◆ Texto para leitura ◆
Pe. Alfredo J. Gonçalves, CS*
Parafraseando a obra magistral do escritor francês Marcel Proust, a
frase do título tenta entender porque se calaram a voz dos profetas. Refiro-me
particularmente ao profetismo individual, que costuma ser mais imediato e mais
ágil que o profetismo de instituição. Desde logo, ambos são legítimos e
necessários, tendo cada um seu próprio lugar e sua relevância. Porém, enquanto
a visão institucional deve seguir os passos lentos e pesados dos labirintos
burocráticos, a profecia pessoal tende a ser mais livre e decida. E ainda, por
estar próxima aos acontecimentos, no lugar e no momento certos, responde com
maior imediatez e prontidão, Tomando as forças vivas e ativas da sociedade
civil brasileira (e latino-americana), um confronto entre algumas décadas
passadas e os dias de hoje revela um hiato visível a olho nu. Anos atrás, com
efeito, clamores proféticos, nítidos e pessoais, com nome e rosto próprio,
revestidos de um tempero inconfundível, erguiam-se do chão úmido de suor,
lágrimas e sangue. A população pobre, explorada e excluída podia contar com
seus portavozes, tanto no campo quanto na cidade. Não é que atualmente falte a
denúncia pronta e corajosa, e até mesmo a perseguição e o martírio, mas ela
parece ter perdido o tom, o vigor e o sabor, bem como sua força incisiva e seu
poder de transformação. Além de despertar com relativo atraso, tornou-se
apática e imprecisa, diluindo-se facilmente em meio a uma enorme e estridente
profusão de vozes, luzes e sons dos meios de comunicação de massa.

◆ Itens do conjunto ◆
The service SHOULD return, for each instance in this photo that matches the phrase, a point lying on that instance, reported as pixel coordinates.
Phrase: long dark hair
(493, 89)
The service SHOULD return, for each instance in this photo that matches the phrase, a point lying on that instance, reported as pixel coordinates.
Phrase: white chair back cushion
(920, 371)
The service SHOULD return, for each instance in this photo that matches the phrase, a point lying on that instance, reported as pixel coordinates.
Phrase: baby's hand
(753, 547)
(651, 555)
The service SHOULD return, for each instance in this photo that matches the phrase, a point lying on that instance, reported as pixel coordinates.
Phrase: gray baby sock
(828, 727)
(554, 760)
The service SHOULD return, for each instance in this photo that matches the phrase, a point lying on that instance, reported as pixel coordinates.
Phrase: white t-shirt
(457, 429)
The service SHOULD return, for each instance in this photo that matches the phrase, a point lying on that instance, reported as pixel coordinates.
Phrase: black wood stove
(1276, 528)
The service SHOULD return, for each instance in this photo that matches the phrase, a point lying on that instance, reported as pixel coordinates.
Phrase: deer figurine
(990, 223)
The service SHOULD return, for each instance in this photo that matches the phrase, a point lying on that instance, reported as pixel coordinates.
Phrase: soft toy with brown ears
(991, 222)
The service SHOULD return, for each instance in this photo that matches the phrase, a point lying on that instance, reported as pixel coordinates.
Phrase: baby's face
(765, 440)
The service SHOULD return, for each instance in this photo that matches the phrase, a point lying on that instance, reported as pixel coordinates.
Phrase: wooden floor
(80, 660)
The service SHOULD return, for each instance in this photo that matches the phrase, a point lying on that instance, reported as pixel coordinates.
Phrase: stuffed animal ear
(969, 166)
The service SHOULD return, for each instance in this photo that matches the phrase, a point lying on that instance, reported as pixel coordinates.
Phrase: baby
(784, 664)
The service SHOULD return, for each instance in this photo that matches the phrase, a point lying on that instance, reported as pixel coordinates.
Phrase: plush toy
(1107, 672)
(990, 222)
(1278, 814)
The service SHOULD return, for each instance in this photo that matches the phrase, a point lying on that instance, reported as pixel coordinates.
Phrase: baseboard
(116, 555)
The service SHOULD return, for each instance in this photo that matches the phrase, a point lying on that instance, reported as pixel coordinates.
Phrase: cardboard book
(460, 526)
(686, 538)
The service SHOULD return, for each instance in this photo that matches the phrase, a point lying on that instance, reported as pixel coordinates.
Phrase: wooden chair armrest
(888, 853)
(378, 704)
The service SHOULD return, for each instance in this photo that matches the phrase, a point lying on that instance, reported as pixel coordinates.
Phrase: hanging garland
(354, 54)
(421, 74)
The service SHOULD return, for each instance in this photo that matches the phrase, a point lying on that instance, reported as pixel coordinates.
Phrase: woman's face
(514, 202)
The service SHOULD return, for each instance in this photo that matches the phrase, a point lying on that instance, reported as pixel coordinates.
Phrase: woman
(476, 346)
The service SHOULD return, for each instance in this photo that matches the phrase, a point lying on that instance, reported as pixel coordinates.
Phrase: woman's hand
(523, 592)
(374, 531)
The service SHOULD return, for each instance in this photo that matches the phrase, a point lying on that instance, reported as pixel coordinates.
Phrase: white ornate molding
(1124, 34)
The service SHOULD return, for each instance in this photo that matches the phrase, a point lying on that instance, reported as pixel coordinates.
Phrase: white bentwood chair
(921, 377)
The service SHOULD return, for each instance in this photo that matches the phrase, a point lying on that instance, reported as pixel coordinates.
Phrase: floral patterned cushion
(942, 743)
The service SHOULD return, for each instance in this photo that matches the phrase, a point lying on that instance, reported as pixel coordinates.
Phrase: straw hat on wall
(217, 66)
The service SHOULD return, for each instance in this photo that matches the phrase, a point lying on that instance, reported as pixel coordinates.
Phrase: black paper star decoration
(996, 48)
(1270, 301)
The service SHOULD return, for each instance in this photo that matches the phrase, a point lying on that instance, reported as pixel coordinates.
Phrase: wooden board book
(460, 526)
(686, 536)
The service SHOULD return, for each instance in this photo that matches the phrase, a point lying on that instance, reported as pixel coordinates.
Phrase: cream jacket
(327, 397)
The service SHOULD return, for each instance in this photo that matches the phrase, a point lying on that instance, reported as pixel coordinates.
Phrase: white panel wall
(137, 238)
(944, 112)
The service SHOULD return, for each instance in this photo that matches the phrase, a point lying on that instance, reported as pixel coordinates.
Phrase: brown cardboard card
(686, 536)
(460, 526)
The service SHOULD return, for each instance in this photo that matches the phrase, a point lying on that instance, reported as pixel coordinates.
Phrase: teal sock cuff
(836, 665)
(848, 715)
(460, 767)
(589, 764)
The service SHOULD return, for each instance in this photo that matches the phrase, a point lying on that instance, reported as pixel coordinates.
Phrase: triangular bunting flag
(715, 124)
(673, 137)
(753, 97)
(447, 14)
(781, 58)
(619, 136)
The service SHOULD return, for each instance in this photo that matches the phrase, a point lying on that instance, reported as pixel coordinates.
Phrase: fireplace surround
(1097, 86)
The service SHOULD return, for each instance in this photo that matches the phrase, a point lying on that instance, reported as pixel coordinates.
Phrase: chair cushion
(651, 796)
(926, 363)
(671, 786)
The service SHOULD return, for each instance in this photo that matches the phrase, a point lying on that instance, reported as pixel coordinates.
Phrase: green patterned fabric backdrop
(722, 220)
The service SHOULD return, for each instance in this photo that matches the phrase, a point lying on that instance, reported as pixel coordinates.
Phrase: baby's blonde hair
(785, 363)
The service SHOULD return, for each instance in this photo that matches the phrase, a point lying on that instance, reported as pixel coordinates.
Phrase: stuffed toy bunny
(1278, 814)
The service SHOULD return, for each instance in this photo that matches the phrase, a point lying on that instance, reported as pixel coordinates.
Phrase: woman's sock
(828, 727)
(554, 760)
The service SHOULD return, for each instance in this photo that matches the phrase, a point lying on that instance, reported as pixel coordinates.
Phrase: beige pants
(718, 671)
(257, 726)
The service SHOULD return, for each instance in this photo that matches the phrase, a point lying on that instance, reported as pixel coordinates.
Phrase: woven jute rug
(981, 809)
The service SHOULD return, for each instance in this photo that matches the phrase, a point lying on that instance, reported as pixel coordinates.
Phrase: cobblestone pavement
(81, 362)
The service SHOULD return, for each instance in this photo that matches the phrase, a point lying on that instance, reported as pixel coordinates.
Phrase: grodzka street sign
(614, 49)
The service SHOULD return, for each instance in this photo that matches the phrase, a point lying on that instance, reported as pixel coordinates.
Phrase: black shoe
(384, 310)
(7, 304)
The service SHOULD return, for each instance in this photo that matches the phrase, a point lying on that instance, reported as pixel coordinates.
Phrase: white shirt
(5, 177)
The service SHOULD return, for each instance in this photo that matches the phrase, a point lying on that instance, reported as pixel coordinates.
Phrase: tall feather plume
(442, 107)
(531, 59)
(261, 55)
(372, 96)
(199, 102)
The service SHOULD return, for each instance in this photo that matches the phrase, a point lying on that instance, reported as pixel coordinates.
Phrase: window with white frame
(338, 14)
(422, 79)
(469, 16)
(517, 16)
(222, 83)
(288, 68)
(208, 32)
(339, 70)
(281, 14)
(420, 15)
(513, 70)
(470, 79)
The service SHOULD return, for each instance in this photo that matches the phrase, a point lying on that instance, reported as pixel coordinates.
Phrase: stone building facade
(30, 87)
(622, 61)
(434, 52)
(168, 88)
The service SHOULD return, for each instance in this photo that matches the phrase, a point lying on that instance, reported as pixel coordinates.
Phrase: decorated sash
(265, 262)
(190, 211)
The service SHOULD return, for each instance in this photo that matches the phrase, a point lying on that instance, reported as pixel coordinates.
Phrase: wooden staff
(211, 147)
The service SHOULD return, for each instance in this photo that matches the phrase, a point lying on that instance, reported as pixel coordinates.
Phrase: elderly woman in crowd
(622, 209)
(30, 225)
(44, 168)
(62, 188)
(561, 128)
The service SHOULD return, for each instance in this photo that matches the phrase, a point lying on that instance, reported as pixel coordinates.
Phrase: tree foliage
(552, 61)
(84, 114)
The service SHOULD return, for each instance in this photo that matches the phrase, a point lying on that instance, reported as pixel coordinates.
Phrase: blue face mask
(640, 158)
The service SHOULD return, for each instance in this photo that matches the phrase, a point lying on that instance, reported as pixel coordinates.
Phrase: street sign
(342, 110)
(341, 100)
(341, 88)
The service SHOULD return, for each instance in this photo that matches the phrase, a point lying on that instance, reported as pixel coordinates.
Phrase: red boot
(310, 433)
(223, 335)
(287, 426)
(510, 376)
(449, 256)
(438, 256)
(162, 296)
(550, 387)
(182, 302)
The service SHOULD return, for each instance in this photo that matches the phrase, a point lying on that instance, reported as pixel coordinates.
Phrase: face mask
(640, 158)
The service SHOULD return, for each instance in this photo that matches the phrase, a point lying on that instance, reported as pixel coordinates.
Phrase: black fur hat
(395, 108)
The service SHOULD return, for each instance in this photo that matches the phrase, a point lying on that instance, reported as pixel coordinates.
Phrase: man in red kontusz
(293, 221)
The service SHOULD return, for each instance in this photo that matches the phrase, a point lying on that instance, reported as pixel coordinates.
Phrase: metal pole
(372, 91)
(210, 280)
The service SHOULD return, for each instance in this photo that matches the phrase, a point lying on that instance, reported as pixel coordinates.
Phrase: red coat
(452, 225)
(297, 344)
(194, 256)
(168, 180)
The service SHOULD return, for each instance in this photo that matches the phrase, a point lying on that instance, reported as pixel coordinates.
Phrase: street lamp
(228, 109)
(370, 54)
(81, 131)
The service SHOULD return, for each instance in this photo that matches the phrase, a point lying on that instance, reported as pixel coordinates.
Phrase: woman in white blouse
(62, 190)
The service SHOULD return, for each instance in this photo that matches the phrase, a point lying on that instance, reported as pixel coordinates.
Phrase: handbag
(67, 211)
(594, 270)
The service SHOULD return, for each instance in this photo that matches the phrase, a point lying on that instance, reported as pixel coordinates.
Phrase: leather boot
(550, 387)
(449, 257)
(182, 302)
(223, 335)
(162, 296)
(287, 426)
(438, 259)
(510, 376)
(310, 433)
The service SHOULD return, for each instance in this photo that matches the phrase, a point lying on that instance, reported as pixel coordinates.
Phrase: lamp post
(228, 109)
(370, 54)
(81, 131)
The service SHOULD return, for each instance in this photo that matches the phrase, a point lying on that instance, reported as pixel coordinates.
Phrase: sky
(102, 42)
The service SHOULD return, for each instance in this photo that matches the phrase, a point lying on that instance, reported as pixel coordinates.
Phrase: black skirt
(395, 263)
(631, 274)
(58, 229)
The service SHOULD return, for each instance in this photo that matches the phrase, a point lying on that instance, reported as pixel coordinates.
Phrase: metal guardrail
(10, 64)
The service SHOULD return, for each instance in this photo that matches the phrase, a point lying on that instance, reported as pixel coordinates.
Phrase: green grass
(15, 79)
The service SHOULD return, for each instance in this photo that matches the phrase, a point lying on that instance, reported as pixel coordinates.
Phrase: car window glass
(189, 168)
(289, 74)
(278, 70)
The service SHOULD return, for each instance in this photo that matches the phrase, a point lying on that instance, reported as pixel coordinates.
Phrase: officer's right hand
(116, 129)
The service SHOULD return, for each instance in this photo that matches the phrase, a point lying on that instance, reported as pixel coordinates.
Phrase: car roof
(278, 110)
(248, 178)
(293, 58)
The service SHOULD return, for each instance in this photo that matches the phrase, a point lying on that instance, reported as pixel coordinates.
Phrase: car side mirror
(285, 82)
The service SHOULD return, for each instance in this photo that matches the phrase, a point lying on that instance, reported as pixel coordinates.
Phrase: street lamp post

◆ Objetivo 1 ◆
No texto sobre a voz dos profetas, que tipo de profetismo costuma ser mais imediato e mais ágil que o profetismo de instituição?
◆ Objetivo 2 ◆
Reescreva de forma mais breve o parágrafo do texto sobre a voz dos profetas que começa com "Parafraseando a obra magistral", mantendo seus fatos principais.
◆ Objetivo 3 ◆
Retome o texto sobre a voz dos profetas a partir do ponto em que ele para.

◆ Resposta correta 1 ◆
O profetismo individual.

◆ Resposta correta 2 ◆
Inspirado na obra de Marcel Proust, o título procura entender por que se calou a voz dos profetas, sobretudo a do profetismo individual. Tanto esse profetismo quanto o de instituição são legítimos e necessários. O institucional, porém, segue os passos lentos da burocracia. Já a profecia pessoal é mais livre e, por estar próxima aos acontecimentos, responde com mais prontidão. Na sociedade civil brasileira e latino-americana, a comparação entre décadas passadas e hoje revela um hiato. Antes, a população pobre, explorada e excluída contava com porta-vozes proféticos, com nome e rosto, no campo e na cidade. Hoje a denúncia corajosa, e até a perseguição e o martírio, ainda existem. Mas essa denúncia perdeu tom, vigor e poder de transformação. Ela desperta com atraso, tornou-se apática e imprecisa e se dilui na profusão de vozes dos meios de comunicação de massa.

◆ Resposta correta 3 ◆
Os ruídos e rumores da “sociedade do espetáculo” (Guy
Debord), acrescidos pela ansiedade frente às novidades do mercado e do “império
do efêmero” (Gilles Lipovtsky), na moda e na vida, deixam na penumbra todo e
qualquer tipo de profetismo. Este, diante do fascínio dos holofotes, microfones
e câmaras, apresenta-se sempre mais tímido, acanhado, como que fora de lugar,
às vezes até meio evergonhado. Gestos, palavras, notas, documentos,
entrevistas, discursos, ações e posturas – tanto pessoais quanto institucionais
– tendem a passar despercebidos. Perderam o poder de sedução, a tal ponto que
não raro o silêncio parece mais sábio, eloquente e eficaz.
Do ponto de vista da Igreja (ou das Igrejas), porém, isso
se torna mais preocupante. Boa parte dos profetas de um tempo tendem a um
movimento centrípeto de involução. Retornam ao templo, ao altar e à sacristia,
como a um ninho acochegante e perdido, concentrando-se sobre um liturgismo
anacrônico e um espiritualismo intimista e estéril. Pior ainda, não poucos
retomam uma série de paramentos ricos, vistosos, coloridos, alguns bordados a
ouro ou prata – mas esquecidos no fundo do baú histórico desde o Concílio
Vaticano II. Com semelhante idumentária tradicional e tradicionalista,
pavoneam-se como príncipes sem qualquer principado.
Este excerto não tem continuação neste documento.